### Source records
####

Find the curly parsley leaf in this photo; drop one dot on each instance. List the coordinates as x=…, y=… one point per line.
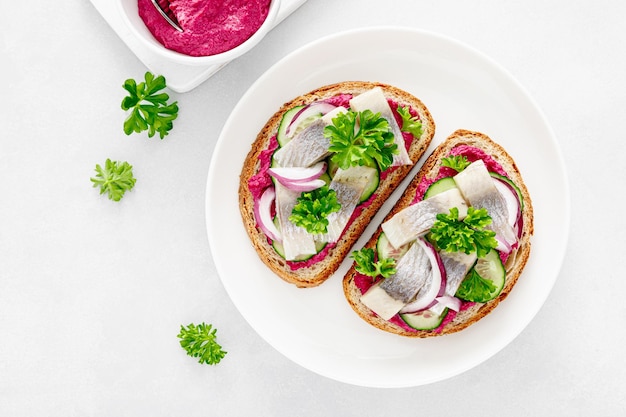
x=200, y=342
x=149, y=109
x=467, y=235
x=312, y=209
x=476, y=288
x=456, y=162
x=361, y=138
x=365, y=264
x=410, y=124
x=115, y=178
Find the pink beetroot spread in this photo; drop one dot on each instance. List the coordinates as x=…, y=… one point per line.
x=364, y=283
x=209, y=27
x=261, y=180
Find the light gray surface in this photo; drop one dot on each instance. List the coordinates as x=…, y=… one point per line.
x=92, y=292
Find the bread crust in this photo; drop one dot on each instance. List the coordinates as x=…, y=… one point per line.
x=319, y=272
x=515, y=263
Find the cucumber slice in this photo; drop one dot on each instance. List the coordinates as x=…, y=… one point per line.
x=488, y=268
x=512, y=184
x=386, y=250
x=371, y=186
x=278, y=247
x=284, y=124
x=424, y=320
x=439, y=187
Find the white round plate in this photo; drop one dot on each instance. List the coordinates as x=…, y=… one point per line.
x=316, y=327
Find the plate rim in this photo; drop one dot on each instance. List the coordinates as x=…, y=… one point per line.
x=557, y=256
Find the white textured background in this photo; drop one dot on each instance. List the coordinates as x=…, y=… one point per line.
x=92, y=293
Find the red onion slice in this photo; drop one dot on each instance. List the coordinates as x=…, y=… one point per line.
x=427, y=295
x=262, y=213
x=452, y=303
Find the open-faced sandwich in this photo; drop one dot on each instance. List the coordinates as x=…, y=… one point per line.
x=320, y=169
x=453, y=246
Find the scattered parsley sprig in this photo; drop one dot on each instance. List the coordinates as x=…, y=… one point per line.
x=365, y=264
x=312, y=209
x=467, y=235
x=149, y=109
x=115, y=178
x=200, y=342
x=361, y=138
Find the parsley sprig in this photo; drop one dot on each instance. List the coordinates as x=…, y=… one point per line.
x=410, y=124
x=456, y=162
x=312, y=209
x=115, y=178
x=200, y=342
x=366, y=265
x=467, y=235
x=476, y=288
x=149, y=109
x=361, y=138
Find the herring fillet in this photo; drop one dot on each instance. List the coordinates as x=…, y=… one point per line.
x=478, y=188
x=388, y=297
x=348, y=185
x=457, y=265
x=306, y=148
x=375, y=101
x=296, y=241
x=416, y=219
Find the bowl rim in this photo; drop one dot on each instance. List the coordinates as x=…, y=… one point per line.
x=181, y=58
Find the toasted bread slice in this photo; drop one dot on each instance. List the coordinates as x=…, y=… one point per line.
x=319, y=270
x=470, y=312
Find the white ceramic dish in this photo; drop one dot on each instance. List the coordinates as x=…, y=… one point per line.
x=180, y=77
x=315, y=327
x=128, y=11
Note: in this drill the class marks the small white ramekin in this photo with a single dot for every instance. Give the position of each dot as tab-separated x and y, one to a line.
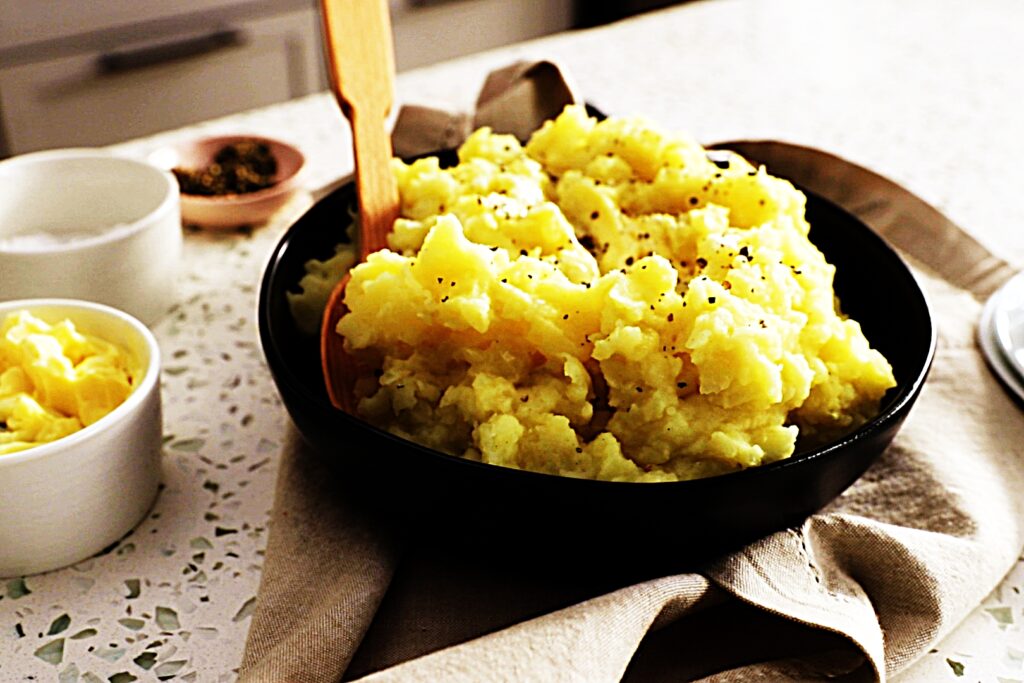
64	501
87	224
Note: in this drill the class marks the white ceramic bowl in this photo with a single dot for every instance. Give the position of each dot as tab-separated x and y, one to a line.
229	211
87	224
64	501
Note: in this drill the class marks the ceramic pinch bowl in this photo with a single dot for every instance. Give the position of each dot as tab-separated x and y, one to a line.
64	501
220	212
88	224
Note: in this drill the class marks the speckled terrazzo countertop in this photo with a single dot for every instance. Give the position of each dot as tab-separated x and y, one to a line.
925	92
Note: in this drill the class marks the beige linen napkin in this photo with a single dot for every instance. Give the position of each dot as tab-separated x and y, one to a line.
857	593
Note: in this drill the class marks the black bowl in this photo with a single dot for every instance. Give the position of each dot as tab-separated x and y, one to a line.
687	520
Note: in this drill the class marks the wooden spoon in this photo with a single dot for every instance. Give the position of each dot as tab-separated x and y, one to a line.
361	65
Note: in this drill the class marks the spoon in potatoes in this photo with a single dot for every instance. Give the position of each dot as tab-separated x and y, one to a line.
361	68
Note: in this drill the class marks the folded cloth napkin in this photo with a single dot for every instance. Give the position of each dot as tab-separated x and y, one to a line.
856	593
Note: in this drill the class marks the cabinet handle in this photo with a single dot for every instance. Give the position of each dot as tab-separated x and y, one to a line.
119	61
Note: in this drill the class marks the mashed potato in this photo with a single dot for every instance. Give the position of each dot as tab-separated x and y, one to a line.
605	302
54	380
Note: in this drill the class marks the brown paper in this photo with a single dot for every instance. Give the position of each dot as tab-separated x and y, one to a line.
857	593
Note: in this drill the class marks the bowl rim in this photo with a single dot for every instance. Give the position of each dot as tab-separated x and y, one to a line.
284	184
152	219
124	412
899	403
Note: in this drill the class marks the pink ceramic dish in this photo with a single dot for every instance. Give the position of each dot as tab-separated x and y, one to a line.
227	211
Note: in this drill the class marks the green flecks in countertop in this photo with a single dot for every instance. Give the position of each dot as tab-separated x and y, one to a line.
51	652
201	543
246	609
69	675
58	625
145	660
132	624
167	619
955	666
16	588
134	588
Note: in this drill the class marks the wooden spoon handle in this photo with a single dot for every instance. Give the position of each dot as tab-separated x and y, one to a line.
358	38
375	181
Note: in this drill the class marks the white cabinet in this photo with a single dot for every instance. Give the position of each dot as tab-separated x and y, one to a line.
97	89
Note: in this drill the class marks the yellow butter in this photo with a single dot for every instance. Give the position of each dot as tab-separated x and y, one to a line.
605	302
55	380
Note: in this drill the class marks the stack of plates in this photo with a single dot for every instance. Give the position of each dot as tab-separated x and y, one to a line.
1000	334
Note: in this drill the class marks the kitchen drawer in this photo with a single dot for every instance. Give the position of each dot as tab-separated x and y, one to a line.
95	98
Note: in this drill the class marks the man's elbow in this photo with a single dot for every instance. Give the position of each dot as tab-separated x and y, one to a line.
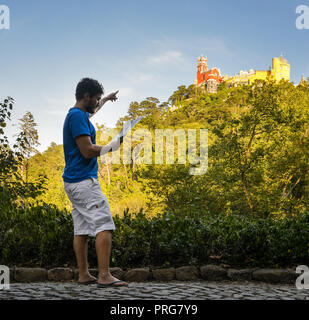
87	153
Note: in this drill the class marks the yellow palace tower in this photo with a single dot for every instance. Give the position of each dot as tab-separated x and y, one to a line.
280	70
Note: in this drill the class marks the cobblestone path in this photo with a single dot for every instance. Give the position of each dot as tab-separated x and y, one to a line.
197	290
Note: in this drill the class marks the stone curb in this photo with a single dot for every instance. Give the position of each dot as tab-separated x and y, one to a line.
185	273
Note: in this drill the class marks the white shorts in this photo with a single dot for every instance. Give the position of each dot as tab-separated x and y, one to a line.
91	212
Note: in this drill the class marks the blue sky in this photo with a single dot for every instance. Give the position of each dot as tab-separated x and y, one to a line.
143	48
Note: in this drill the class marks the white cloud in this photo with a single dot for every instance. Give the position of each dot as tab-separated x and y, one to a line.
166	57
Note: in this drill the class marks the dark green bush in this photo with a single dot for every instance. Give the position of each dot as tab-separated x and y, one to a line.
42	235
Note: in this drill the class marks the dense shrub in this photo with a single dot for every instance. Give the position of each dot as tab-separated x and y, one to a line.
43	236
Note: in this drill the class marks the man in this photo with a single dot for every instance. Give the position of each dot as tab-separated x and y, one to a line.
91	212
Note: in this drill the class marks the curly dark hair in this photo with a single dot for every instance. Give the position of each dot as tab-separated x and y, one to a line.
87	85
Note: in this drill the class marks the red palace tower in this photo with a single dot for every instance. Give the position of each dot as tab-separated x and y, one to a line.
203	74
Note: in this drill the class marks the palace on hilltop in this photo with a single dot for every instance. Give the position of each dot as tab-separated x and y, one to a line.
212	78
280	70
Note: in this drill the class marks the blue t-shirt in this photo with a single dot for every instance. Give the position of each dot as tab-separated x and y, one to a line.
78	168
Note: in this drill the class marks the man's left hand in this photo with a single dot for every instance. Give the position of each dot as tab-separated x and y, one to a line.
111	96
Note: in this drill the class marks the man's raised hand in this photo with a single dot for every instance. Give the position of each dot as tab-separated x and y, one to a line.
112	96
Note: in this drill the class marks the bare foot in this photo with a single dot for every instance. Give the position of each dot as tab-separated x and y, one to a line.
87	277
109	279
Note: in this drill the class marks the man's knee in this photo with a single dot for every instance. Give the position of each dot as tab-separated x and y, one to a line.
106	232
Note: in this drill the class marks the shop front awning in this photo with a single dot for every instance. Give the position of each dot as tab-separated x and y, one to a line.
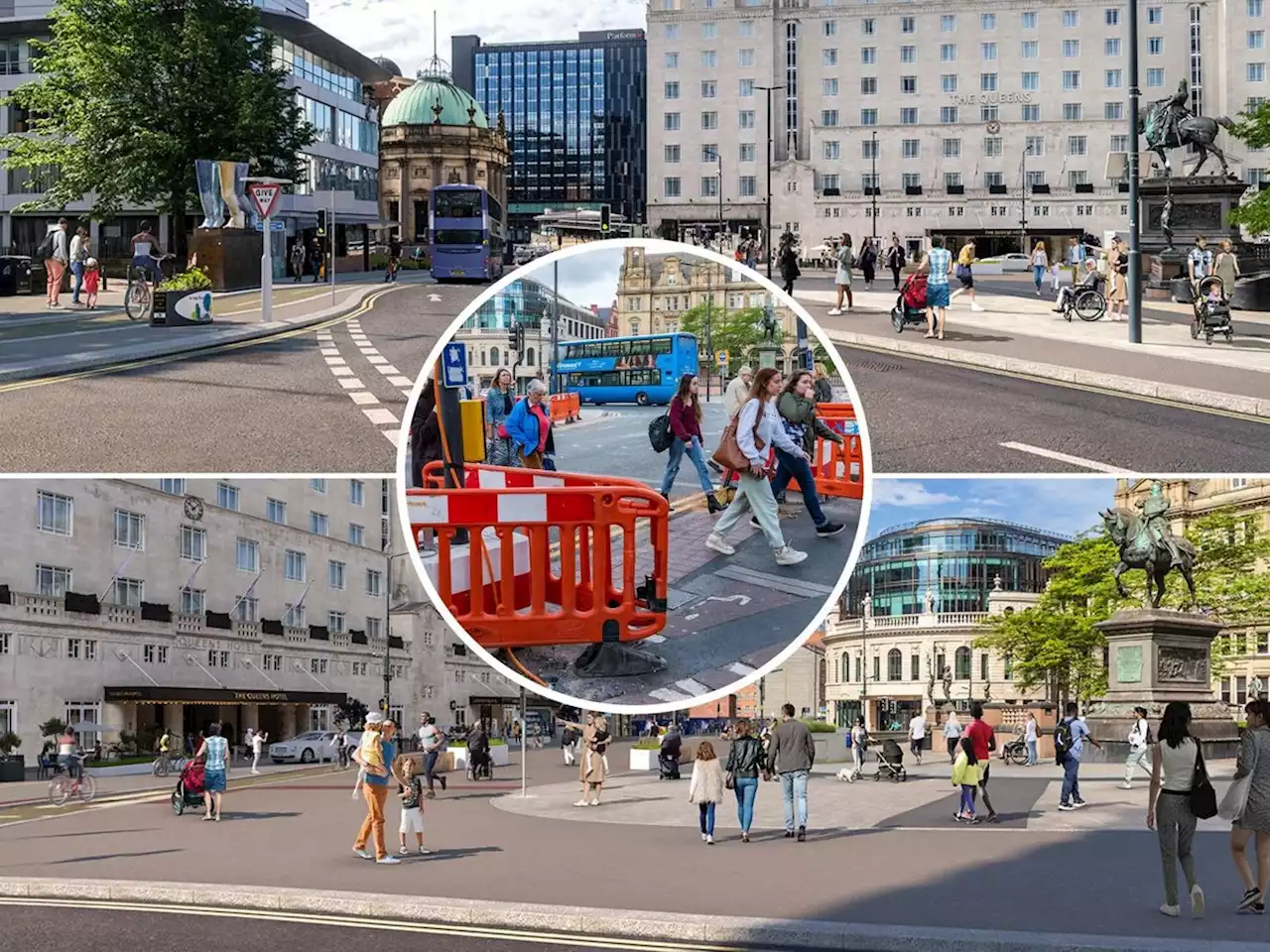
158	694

####

### Work instructions
Pictures must be left out of the answer, which should be exactly the lines from the one holding "Note: in this drill the class marks the man's knee" through the last line of the entries above, both included; please add nothing.

### Task output
Note: in this drill the class marks the man's knee in this photo with a single dot for every instance. Give the position of each dot as tab-separated x and y, one to a line.
106	232
Note: in this drill the class marks the shop front awning in this photo with a single dot for every instance. Give the position of each dot as tab-separated x and y, one to a line.
158	694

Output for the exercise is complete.